## Begin Passage shown

METHODOLOGY FOR SELECTING PDC BITS CUTS DRILLING COSTS

Jan. 15, 1990
Charles Wampler Enron Oil & Gas Co. Corpus Christi, Tex. Kent Myhre Eastman Christensen Houston A bit-selection methodology proved effective for choosing polycrystalline-diamond-compact (PDC) drill bits in Zapata and Webb counties of South Texas. This program reduced drilling days per well up to 50% compared to wells drilled just 10 years ago. This decrease in drilling and tripping time has typically saved more than 30% of authority for expenditure (AFE) dry hole costs.
Charles Wampler
Enron Oil & Gas Co.
Corpus Christi, Tex.
Kent Myhre
Eastman Christensen
Houston

A bit-selection methodology proved effective for choosing polycrystalline-diamond-compact (PDC) drill bits in Zapata and Webb counties of South Texas.

This program reduced drilling days per well up to 50% compared to wells drilled just 10 years ago. This decrease in drilling and tripping time has typically saved more than 30% of authority for expenditure (AFE) dry hole costs.

The significant savings are, in part, a result of increasing PDC bit performance in the production hole, oil mud interval, where PDC bits have already been proven. More significantly, PDC bits have been successfully expanded to the intermediate hole, water-based mud interval where earlier PDC bit designs generally experienced poor or uneconomical results.

SOUTH TEXAS DRILLING

The Wilcox (Lobo) trend of Webb and Zapata Counties in South Texas is an established major gas-producing horizon. Since the early 1970s, more than 1,000 wells in nearly 100 fields have been drilled in the prolific trend, which became more actively developed after its classification as a "tight" gas formation by the Federal Energy Regulatory Commission (FERC) in 1979. Successful development of the Lobo has been a result of advances in reservoir evaluation, stimulation, and completion methods technology.1

Real advances in drilling efficiency were not realized until PDC drill bits were introduced in the early 1980s. The standard practice became to displace the water-based mud system with an invert-emulsion oil mud after setting 7-in. intermediate casing. Oil muds proved beneficial to PDC bit operations in the Tertiary sandstone and shale sequences of South Texas. The combination quickly gained acceptance in drilling below the intermediate casing depth.

## End Passage shown

Stated task 1:
In the article on PDC bit selection, starting at "The significant savings" and ending at "or uneconomical results.", reproduce the passage but swap "intermediate hole" for "middle hole".
Stated task 2:
According to the article on PDC bit selection, in what year did the Federal Energy Regulatory Commission classify the Lobo as a "tight" gas formation?
Stated task 3:
Write the next part of the article on PDC bit selection, picking up after its final sentence.

## Begin Source excerpt

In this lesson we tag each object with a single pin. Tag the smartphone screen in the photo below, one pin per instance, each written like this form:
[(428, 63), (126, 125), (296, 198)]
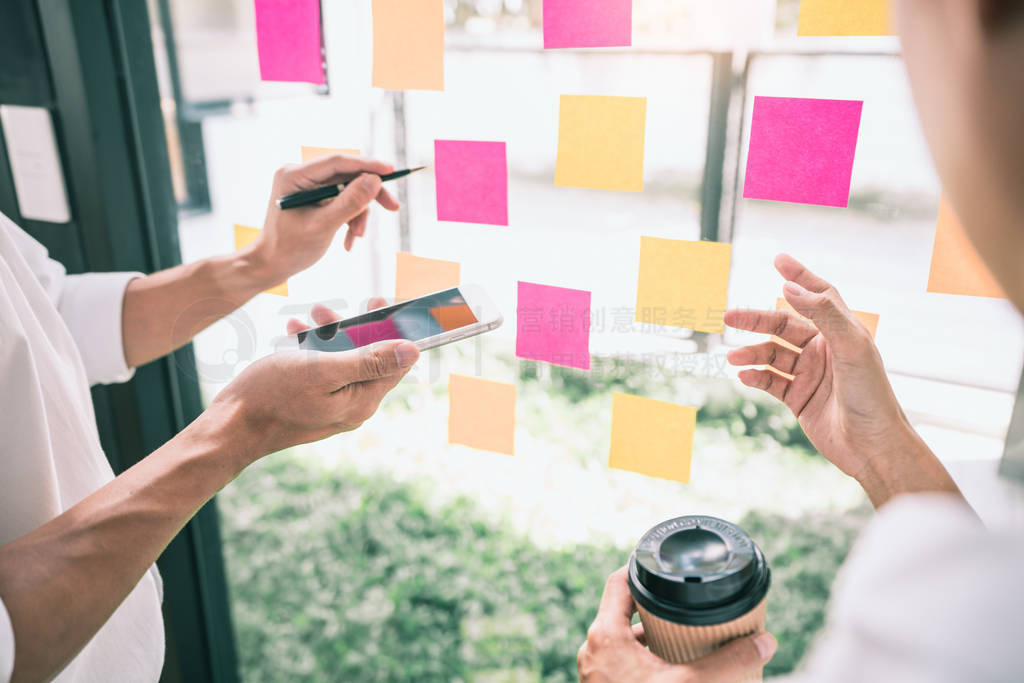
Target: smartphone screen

## End Source excerpt

Written response 1:
The significant savings are, in part, a result of increasing PDC bit performance in the production hole, oil mud interval, where PDC bits have already been proven. More significantly, PDC bits have been successfully expanded to the middle hole, water-based mud interval where earlier PDC bit designs generally experienced poor or uneconomical results.

Written response 2:
1979

Written response 3:
PDC bits in the intermediate hole with water-based drilling fluids generally proved uneconomical in these earlier tests.

A growing understanding of PDC thermal wear-rate response, rock-cutting mechanics, and design features that affect bit performance has contributed to the rapid evolution of PDC bits. New, more hydraulically and mechanically efficient bit designs and optimization of operating parameters have expanded the PDC bit application zone to include the intermediate hole interval in water-based mud.

The bit designs currently used in the Lobo trend area evolved from a bit-development program approach. This is a methodology of evaluating dull characteristics, field data, and bit performance after each run. From this step-by-step design, modifications are made until an optimum design is determined.

This method of bit selection and design modification was used by Enron Oil & Gas Co. to significantly lower costs in its Webb and Zapata County drilling operations.

LOCATION AND GEOLOGY

The Lobo trend extends from northwestern Webb County to southwestern Zapata County, and into Mexico to the south and west. It is bounded to the north by the Sligo shelf margin and the west by the Salado arch (Fig. 1). Drilling continues to expand the boundaries to the south and east. In these directions, the Lobo sands dip to depths of approximately 10,000-12,000 ft.

The Tertiary stratigraphic section was deposited as a series of gulfward-thickening terrigenous clastic wedges. Sandstone geometry in the section reflects the interaction of fluvial and marine processes. The lower-most Wilcox (Lobo) section, consisting of alternating sandstone, siltstone, and shale sequences, overlies the Midway shale.

Gravity sliding and intense faulting of the Lobo section into numerous fault blocks over the Midway shale occurred soon after deposition. Lobo sands are very fine grained, with a shalely matrix and are interbedded with shales that represent 50-75% of the entire section.

A thick lower Wilcox shale unconformably overlies the Lobo, while the upper Wilcox consists of alternating sandstone and siltstone sequences with a massive sandstone at the top. This sandstone is often referred to as the Carrizo sand. A thick shale of the lower Claiborne group overlies the top of the Wilcox group. The Queen City formation overlies the shale and consists of a sandstone and shale sequence.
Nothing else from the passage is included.